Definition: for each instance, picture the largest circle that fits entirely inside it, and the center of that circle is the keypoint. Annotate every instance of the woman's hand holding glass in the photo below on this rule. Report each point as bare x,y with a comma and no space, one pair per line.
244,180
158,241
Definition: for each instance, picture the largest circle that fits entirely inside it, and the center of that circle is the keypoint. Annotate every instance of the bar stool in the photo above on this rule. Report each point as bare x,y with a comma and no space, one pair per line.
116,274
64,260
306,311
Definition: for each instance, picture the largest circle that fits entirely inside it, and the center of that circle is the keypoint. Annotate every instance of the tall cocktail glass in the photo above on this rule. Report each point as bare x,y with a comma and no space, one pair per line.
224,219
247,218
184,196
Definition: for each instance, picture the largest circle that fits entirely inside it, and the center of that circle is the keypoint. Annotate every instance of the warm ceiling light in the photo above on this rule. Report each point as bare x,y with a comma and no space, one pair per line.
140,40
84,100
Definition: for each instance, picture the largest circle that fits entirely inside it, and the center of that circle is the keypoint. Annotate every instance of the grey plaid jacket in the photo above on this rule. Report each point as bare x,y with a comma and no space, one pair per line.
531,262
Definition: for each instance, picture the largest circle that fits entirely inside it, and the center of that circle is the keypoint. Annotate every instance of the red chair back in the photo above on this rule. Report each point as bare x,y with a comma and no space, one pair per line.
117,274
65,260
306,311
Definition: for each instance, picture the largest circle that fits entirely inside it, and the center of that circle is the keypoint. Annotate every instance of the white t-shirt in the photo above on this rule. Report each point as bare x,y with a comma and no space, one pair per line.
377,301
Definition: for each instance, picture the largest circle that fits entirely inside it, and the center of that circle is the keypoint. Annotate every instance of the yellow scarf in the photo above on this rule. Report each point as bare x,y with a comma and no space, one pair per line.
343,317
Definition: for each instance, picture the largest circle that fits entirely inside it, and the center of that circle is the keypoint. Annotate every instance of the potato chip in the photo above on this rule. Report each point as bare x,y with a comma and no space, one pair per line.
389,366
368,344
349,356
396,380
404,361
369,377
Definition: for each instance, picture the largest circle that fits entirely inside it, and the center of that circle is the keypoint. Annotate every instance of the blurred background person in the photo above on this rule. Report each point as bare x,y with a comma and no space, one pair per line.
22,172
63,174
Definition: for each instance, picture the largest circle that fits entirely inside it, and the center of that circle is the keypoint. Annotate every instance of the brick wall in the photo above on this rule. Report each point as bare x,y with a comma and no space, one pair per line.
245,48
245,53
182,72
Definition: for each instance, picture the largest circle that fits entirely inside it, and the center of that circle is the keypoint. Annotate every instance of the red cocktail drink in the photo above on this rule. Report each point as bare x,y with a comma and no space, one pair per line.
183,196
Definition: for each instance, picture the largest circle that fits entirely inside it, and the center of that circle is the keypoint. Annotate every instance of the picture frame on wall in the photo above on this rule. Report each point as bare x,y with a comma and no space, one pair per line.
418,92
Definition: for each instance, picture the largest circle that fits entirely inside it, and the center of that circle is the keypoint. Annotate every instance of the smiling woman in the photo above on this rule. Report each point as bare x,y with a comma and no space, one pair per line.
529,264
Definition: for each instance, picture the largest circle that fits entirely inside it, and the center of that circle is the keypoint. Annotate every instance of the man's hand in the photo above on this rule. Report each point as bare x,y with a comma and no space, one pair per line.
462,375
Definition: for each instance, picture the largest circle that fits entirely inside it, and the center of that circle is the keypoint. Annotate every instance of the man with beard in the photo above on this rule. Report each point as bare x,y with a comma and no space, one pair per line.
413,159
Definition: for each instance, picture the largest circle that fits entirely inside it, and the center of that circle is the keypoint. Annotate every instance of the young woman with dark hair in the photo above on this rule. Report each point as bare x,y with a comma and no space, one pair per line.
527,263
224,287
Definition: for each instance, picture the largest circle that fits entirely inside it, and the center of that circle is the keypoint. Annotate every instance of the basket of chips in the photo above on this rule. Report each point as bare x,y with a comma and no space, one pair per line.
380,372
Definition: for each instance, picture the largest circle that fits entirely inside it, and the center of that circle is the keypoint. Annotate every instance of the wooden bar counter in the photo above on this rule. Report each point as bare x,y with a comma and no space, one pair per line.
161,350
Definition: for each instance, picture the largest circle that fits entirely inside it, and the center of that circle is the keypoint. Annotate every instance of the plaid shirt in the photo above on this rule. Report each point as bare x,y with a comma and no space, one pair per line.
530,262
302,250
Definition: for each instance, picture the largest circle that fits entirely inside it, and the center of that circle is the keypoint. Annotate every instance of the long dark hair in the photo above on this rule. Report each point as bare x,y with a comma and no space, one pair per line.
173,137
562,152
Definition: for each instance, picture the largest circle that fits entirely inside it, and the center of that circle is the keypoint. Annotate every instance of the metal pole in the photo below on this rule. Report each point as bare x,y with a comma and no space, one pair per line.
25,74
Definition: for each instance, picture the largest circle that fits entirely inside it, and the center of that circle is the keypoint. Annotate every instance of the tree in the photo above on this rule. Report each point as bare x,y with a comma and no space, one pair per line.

◆ Given problem
Reproduce the records above exactly as they appear.

◆ Written response
Definition: for each instance, picture the largest circle that fits entirely inside it, and the center of that circle is the keypoint. Annotate every instance of the woman's hand holding glass in the photo below on this rule. Report each point as bare x,y with a comma and no space, one pair per line.
244,180
158,241
Definition: for each instance, picture the largest circle that fits entirely inside it, and the center of that circle is the keypoint. Annotate every instance of the bar stool in the photo above on this rule. Report each point as bare x,y with a comma and no space, one pair per line.
116,274
64,260
306,311
Definition: for each instance, picture the largest circle that fits entirely inside it, and the center of that circle is the keypoint. Annotate every instance of the tall cocktail glass in the photo above on this rule. Report each point as bare x,y with a comma and no space, one pair per line.
224,219
247,218
184,196
Definition: for each instance, picture the largest circle that fits entirely inside it, and the center of that circle is the keypoint. Annotate every instance of the warm ceiling light in the photo above on this rule. Report each point as bare x,y with a comma and no space, one pair per line.
140,40
84,100
Definition: for each instance, picture the largest circle that fits entirely inside it, and the center of that circle is the keypoint. Annotate every instance of the grey plaid jacket in the photo above on this rule. Report each point as bare x,y with a comma and no space, one pair per line.
531,262
Definition: for each instance, picture the largest circle that fits entirely inside it, and the center of that circle is the keypoint. Annotate every instance of the red chair back in the photo above on this rule. Report each point as bare x,y with a comma and no space, one pair per line.
117,274
65,260
306,311
Definition: for each instance, picture the largest circle that fits entirely inside it, and the center of that circle is the keypoint. Annotate every instance of the white t-shirt in the photo above on this rule. Report each point as bare x,y with a comma and no space, one pair per line.
377,301
Definition: for each instance, picture the largest circle that fits entirely inside it, and the center of that circle is the keypoint. Annotate every instance of the yellow scarf in the photo above on this rule. Report each point as bare x,y with a comma and no space, one pair per line.
343,317
Definition: for each instance, picture the largest circle that fits entirely inside it, and the center of that circle is the keypoint. Annotate every instance of the potato chip in the photo above on this rule. Report each point as bare x,y with a comma and no space, one pair per line.
389,366
368,344
349,356
396,380
404,361
369,377
Definition: for each instance, picture the largest circle that fits entirely inside it, and the center of that circle is the keypoint. Annotate every instance of the blurred background person in the photo above on this rule. Report each point as bare x,y with a comma and no space, one pair per line.
22,172
63,174
Definition: for each instance, picture the largest circle that fits entirely inside it, and the center of that circle is the keypoint. Annotate every instance of the brick wall in the photo above on this rule. Report each point as bare x,y with a comma and no space, one pair per line.
245,48
245,53
182,72
Definition: for each instance, picture the largest circle that fits entirely inside it, and the center of that circle is the keypoint. Annotate every instance of the red cocktail drink in the photo above on this rule. Report each point as bare x,y with a comma and no space, one pair per line.
183,196
Definition: for each instance, picture the largest circle that fits entirely inside it, and the center of that circle is the keypoint. Annotate every instance of the picture frame on wall in the photo above on this rule. Report each point as bare x,y with a comma and no space, one pair per line.
418,92
Definition: for each instance, picture the largest circle that fits entirely inside it, and the center of that circle is the keypoint. Annotate every instance of the smiling woman in the photo above on this rule. Report each point as bare x,y with a comma and no space, one pair per line.
529,264
Definition: for each instance, picture the largest circle that fits entirely inside it, and the center of that circle is the keypoint. Annotate every instance of the man's hand in the photo above on this rule. Report each point as bare x,y with a comma and no space, one pair per line.
462,375
Definition: for each instance, picture the largest circle that fits entirely inside it, and the center of that circle is the keypoint. Annotate every instance of the man with beard in the photo above on this rule. Report each point as bare x,y with a comma and no space, one pair per line.
413,159
Definition: for each instance, picture the largest circle that fits entirely inside it, and the center of that circle is the keypoint. Annotate every instance of the young woman with dark hair in the photo above on this rule. Report each point as bare x,y with a comma and no space, one pair per line.
527,263
224,287
Definition: for each instance, picture the largest circle that fits entirely inside it, and the center of that circle is the keypoint. Annotate every instance of the basket of chips in the photo above on this rule. Report each point as bare x,y with a comma and no space, one pair per line.
380,372
Definition: for each instance, picture the largest circle that fits entirely inside it, and the center of that circle is the keypoint. Annotate every instance of the wooden bar counter in the photo above on this rule. Report each point as bare x,y with a comma and no space, one pair per line.
161,350
Definition: for each instance, picture the largest circle that fits entirely inside it, and the center of that circle is the keypoint. Annotate every instance of the plaid shirt in the photo above on this rule. Report each point as bare x,y with a comma and no space, one pair per line.
530,262
302,250
Definition: for each instance, picture the largest circle that fits entirely inside it, and the center of that circle is the keypoint. Annotate every instance of the long dark hair in the photo above on this rule. Report each point as bare x,y with a comma and no space, one pair per line.
173,137
562,152
Definition: for each instance, picture the largest circle that fits entirely inside it, and the center of that circle is the keypoint. Annotate every instance of the metal pole in the photo below on this rule. Report each point as bare x,y with a comma and no space, one pair per line.
25,74
Definition: for each instance, picture the largest circle that fits entirely inside it, and the center of that circle is the keypoint. Annotate every instance of the tree in the photo above on this rule. Report each point as bare x,y with a comma and no space, one pair per line.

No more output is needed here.